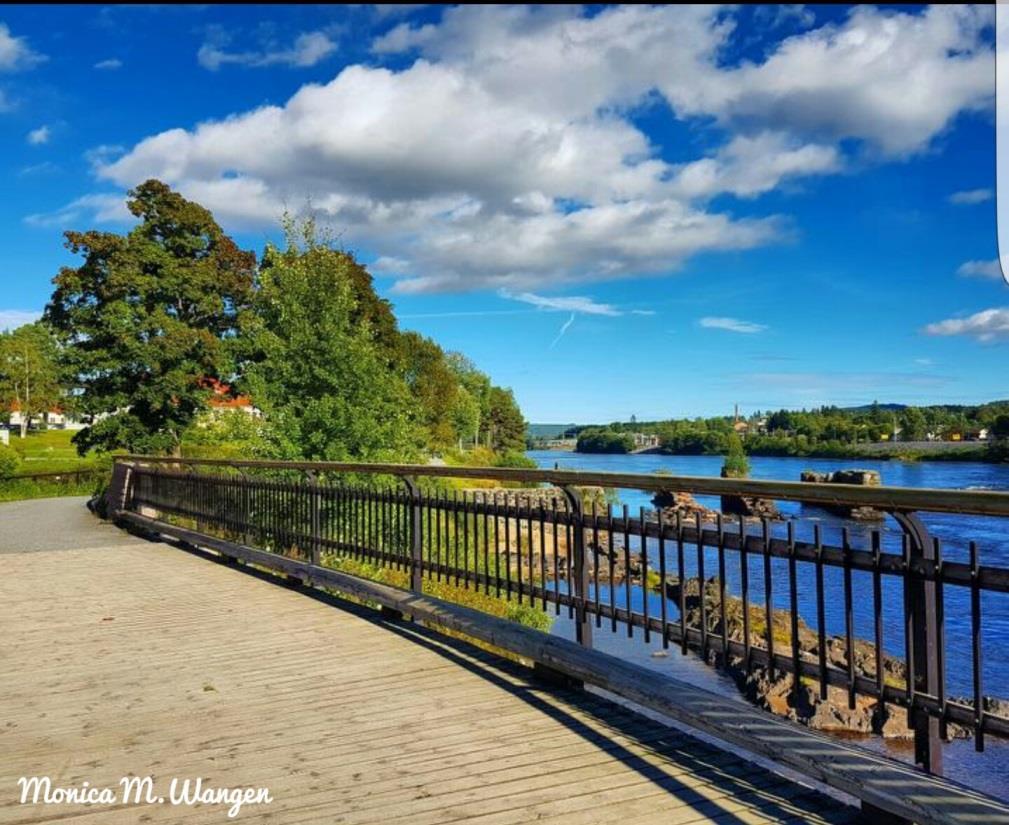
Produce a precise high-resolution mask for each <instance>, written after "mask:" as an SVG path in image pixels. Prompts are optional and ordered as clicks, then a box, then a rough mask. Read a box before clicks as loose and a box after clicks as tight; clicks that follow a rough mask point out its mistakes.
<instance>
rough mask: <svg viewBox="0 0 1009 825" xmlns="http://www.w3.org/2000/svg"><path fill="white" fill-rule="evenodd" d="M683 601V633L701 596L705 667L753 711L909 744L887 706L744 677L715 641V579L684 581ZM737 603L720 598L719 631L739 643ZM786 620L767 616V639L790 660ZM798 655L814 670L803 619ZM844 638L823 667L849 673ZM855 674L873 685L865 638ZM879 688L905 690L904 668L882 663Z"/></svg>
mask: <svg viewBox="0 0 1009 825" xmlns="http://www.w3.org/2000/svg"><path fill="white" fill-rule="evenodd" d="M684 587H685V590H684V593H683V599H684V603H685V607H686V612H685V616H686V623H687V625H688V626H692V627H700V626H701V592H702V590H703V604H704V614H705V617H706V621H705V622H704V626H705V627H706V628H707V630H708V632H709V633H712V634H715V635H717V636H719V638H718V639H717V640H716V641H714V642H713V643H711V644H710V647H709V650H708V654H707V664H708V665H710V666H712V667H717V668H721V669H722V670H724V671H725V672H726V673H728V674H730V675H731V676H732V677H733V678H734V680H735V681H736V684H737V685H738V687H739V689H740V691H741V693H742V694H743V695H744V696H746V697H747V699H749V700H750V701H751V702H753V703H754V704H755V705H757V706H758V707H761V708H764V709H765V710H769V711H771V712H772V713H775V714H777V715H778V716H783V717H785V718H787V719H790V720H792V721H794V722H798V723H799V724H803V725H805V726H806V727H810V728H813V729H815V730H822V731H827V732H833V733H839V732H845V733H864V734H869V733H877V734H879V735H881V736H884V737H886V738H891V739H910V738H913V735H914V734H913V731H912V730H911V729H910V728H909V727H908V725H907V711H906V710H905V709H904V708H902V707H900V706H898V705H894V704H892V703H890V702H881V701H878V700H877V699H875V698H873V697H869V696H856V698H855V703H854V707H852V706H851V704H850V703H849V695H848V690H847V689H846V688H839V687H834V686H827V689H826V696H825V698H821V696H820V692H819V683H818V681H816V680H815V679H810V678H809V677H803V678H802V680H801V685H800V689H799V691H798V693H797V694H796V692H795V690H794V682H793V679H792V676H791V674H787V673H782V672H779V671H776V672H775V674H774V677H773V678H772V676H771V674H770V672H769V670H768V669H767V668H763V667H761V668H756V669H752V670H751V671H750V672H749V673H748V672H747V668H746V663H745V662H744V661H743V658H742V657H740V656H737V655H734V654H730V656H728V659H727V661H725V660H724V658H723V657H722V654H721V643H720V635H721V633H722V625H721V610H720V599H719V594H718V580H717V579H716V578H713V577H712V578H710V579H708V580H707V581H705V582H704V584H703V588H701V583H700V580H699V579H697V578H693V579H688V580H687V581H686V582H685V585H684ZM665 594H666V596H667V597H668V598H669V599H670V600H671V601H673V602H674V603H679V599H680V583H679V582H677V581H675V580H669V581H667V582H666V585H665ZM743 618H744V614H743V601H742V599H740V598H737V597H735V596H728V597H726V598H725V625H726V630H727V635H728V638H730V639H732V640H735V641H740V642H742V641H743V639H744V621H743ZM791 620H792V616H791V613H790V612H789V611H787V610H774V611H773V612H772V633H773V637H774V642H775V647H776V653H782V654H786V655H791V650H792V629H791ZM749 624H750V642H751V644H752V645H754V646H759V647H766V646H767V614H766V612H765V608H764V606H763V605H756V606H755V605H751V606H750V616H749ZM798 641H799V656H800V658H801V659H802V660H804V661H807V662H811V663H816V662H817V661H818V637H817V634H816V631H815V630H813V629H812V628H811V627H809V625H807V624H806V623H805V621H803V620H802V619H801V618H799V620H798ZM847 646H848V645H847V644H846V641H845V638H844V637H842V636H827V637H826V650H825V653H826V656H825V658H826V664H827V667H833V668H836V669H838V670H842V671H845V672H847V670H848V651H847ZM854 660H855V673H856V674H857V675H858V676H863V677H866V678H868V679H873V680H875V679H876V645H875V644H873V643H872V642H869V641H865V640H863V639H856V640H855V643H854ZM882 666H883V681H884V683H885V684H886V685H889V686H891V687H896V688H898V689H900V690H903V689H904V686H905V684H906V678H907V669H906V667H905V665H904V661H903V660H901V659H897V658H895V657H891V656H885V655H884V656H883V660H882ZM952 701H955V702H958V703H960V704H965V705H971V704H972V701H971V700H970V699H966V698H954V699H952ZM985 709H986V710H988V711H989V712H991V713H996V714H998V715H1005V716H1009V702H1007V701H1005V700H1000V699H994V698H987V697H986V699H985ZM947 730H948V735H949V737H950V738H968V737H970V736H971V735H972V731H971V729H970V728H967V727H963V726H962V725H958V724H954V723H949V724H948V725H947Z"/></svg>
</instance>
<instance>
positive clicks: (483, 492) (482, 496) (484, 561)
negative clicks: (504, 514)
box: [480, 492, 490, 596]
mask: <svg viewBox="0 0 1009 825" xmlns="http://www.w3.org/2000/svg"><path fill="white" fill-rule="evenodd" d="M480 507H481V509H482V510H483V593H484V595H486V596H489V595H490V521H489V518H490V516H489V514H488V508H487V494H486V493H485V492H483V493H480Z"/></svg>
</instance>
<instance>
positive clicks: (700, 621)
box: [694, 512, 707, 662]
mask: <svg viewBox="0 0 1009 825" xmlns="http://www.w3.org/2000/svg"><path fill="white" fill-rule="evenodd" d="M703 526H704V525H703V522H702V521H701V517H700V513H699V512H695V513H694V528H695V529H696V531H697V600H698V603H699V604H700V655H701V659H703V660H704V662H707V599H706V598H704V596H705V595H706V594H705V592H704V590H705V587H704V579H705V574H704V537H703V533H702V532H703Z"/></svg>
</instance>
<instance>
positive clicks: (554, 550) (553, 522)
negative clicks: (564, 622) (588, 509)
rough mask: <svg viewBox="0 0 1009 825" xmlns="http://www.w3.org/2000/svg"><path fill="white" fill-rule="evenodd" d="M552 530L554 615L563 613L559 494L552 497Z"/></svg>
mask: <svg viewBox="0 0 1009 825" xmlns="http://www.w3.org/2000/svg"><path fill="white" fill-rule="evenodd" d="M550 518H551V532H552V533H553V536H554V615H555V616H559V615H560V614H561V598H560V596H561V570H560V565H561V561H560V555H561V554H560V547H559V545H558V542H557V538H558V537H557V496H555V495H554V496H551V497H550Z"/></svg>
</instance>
┄┄┄┄┄┄
Could you reproduce every record above exactly, leaving out the pictures?

Produce a precise high-resolution mask for each <instance>, written after "mask:" as an SVG path in image pixels. Prompts are optional and ordered as clicks, then a box, then a rough mask. Read a box before clicks as loose and a box after clicks as tight; clicks that follow a rough mask point out its mistakes.
<instance>
rough mask: <svg viewBox="0 0 1009 825" xmlns="http://www.w3.org/2000/svg"><path fill="white" fill-rule="evenodd" d="M683 601V633L701 596L705 667L753 711L909 744L887 706L744 677L715 641V579L684 581ZM737 603L720 598L719 631L739 643ZM786 620L767 616V639L790 660ZM798 655L814 670L803 619ZM844 638L823 667L849 673ZM855 674L873 685L865 638ZM879 688L905 690L904 668L882 663Z"/></svg>
mask: <svg viewBox="0 0 1009 825" xmlns="http://www.w3.org/2000/svg"><path fill="white" fill-rule="evenodd" d="M684 587H685V590H684V593H683V599H684V603H685V607H686V612H685V616H686V623H687V625H688V626H692V627H700V626H701V592H702V590H703V604H704V614H705V617H706V621H705V622H704V626H705V627H706V628H707V630H708V632H709V633H712V634H715V635H717V636H719V638H718V639H717V640H716V641H714V642H713V643H711V644H710V647H709V650H708V654H707V664H708V665H710V666H712V667H717V668H721V669H722V670H724V671H725V672H726V673H728V674H730V675H731V676H732V677H733V678H734V680H735V681H736V684H737V685H738V687H739V689H740V691H741V693H742V694H743V695H744V696H746V697H747V699H749V700H750V701H751V702H753V703H754V704H755V705H757V706H758V707H761V708H764V709H765V710H769V711H771V712H772V713H775V714H777V715H778V716H783V717H785V718H787V719H790V720H792V721H794V722H798V723H799V724H803V725H805V726H806V727H810V728H813V729H815V730H822V731H827V732H833V733H839V732H845V733H864V734H869V733H877V734H879V735H881V736H884V737H886V738H891V739H910V738H913V735H914V734H913V731H912V730H911V729H910V728H909V727H908V725H907V711H906V710H905V709H904V708H902V707H900V706H898V705H894V704H892V703H890V702H881V701H878V700H877V699H875V698H873V697H869V696H856V698H855V703H854V707H852V706H851V704H850V703H849V695H848V690H847V689H846V688H839V687H834V686H827V689H826V696H825V698H821V696H820V692H819V683H818V681H816V680H815V679H810V678H809V677H803V678H802V680H801V685H800V689H799V691H798V693H797V694H796V692H795V690H794V682H793V679H792V676H791V674H787V673H782V672H779V671H776V672H775V674H774V677H773V678H772V676H771V674H770V672H769V670H768V669H767V668H763V667H761V668H756V669H752V670H751V671H750V672H749V673H748V672H747V668H746V663H745V662H744V661H743V658H742V657H740V656H737V655H734V654H730V656H728V659H727V661H725V660H724V658H723V657H722V654H721V643H720V635H721V633H722V625H721V610H720V599H719V594H718V580H717V579H716V578H713V577H712V578H710V579H708V580H707V581H705V582H704V584H703V588H701V583H700V580H699V579H697V578H693V579H688V580H687V581H686V582H685V585H684ZM665 594H666V596H667V597H668V598H669V599H670V600H671V601H673V602H674V603H679V599H680V583H679V582H677V581H675V580H669V581H667V582H666V585H665ZM743 618H744V614H743V601H742V599H740V598H737V597H735V596H728V597H726V598H725V625H726V630H727V635H728V638H730V639H732V640H735V641H740V642H742V641H743V639H744V621H743ZM791 620H792V616H791V613H790V612H789V611H787V610H774V611H773V612H772V633H773V637H774V642H775V647H776V653H782V654H786V655H791V650H792V629H791ZM749 624H750V642H751V644H752V645H754V646H759V647H766V646H767V614H766V612H765V608H764V606H763V605H756V606H755V605H751V606H750V616H749ZM798 641H799V656H800V658H801V659H802V660H804V661H807V662H811V663H816V662H817V661H818V637H817V634H816V631H815V630H813V629H812V628H811V627H809V625H807V624H806V623H805V621H803V620H802V619H801V618H799V620H798ZM847 646H848V645H847V644H846V641H845V638H844V637H842V636H827V637H826V650H825V653H826V656H825V658H826V664H827V667H833V668H836V669H838V670H842V671H845V672H847V670H848V651H847ZM854 660H855V673H856V674H857V675H858V676H863V677H866V678H868V679H873V680H875V679H876V645H875V644H873V643H872V642H869V641H865V640H863V639H856V640H855V643H854ZM882 666H883V681H884V683H885V684H886V685H889V686H891V687H896V688H898V689H900V690H903V689H904V686H905V684H906V678H907V669H906V667H905V665H904V661H903V660H901V659H897V658H895V657H891V656H885V655H884V656H883V660H882ZM952 701H955V702H958V703H960V704H965V705H971V704H972V701H971V700H970V699H966V698H954V699H952ZM985 709H986V710H988V711H989V712H991V713H996V714H998V715H1005V716H1009V702H1007V701H1005V700H1000V699H994V698H987V697H986V699H985ZM947 730H948V735H949V737H950V738H968V737H970V736H971V735H972V731H971V729H970V728H967V727H963V726H962V725H958V724H954V723H949V724H948V725H947Z"/></svg>
</instance>
<instance>
positive clicks: (483, 492) (482, 496) (484, 561)
negative clicks: (504, 514)
box: [480, 492, 490, 596]
mask: <svg viewBox="0 0 1009 825" xmlns="http://www.w3.org/2000/svg"><path fill="white" fill-rule="evenodd" d="M480 507H481V509H482V510H483V593H484V595H486V596H489V595H490V521H489V518H490V516H489V514H488V508H487V494H486V493H485V492H483V493H480Z"/></svg>
</instance>
<instance>
positive clicks: (700, 621)
box: [694, 512, 707, 662]
mask: <svg viewBox="0 0 1009 825" xmlns="http://www.w3.org/2000/svg"><path fill="white" fill-rule="evenodd" d="M703 526H704V525H703V522H702V521H701V517H700V513H699V512H695V513H694V528H695V529H696V531H697V600H698V603H699V604H700V655H701V659H703V660H704V662H707V599H706V598H704V596H705V595H706V594H705V592H704V590H705V587H704V579H705V574H704V537H703V533H702V532H703Z"/></svg>
</instance>
<instance>
positive clicks: (554, 550) (553, 522)
negative clicks: (564, 622) (588, 509)
rough mask: <svg viewBox="0 0 1009 825" xmlns="http://www.w3.org/2000/svg"><path fill="white" fill-rule="evenodd" d="M552 530L554 615L563 613L559 494L552 497Z"/></svg>
mask: <svg viewBox="0 0 1009 825" xmlns="http://www.w3.org/2000/svg"><path fill="white" fill-rule="evenodd" d="M550 518H551V532H552V533H553V536H554V615H555V616H559V615H560V614H561V598H560V596H561V570H560V565H561V561H560V555H561V554H560V547H559V545H558V542H557V538H558V537H557V496H555V495H554V496H551V497H550Z"/></svg>
</instance>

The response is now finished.